:: Extrahierter Text ::
┌──

Delia’s Gone

Zum Vergrößern klicken

Manchmal hat man ein hervorragendes Ensemble, bei dem man weiß, dass es auch komplexe Rollen in einer vielschichtigen Geschichte grandios meistern wird. Aber der Film wird dem dann nicht gerecht. Es beginnt beim Drehbuch, setzt sich jedoch über die Regie fort. Robert Budreau zeichnet für beides verantwortlich. Er erzählt die Geschichte eines mental gehandicapten Mannes, der für den Totschlag an seiner Schwester im Gefängnis war, jetzt aber herauszufinden versucht, wer wirklich für ihr Ableben verantwortlich ist – in recht vorhersehbaren Bahnen.

└──

:: Aufgabe ::
Beantworte die folgenden Fragen zur Filmkritik über „Delia’s Gone“:
(a) Wer ist für Drehbuch und Regie verantwortlich?
(b) Wofür saß der Mann im Gefängnis?
(c) Wo beginnt laut Kritik das Problem des Films?

:: Gesammelte Daten ::

┌──

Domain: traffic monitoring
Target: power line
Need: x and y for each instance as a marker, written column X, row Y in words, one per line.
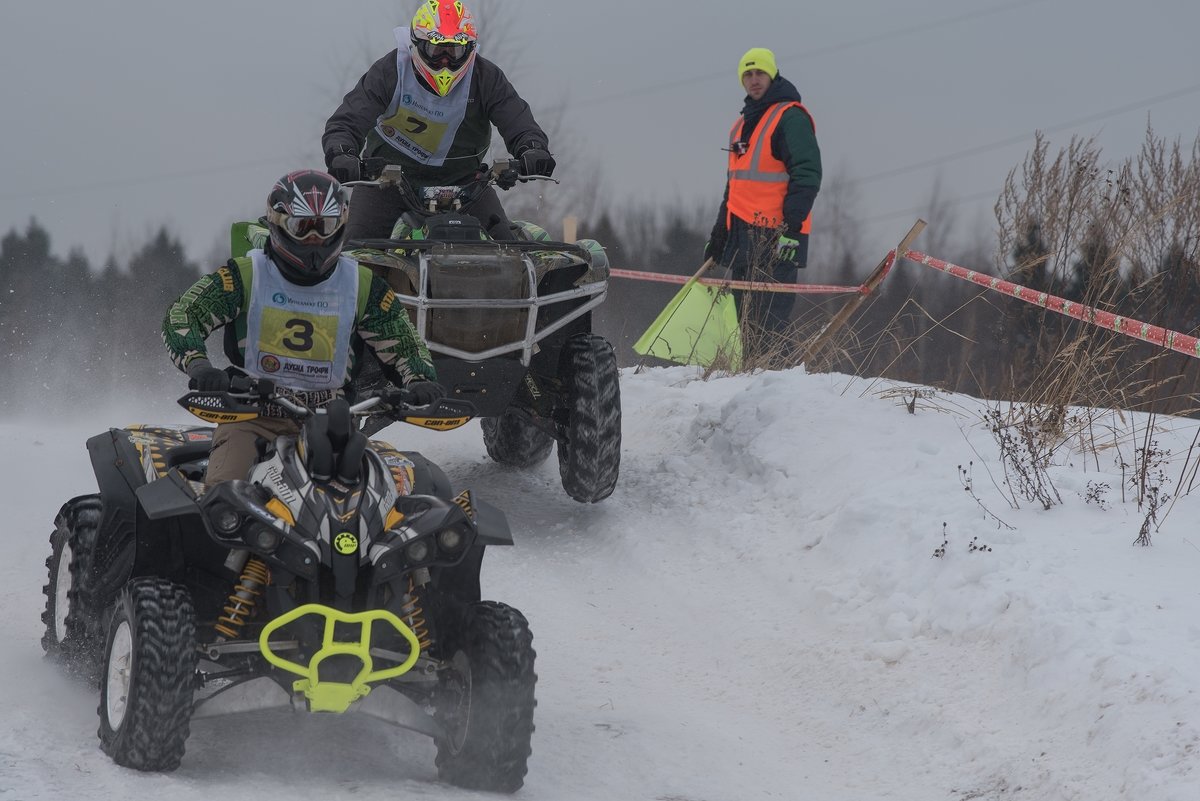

└──

:: Antwort ::
(a) Robert Budreau
(b) Für den Totschlag an seiner Schwester
(c) Beim Drehbuch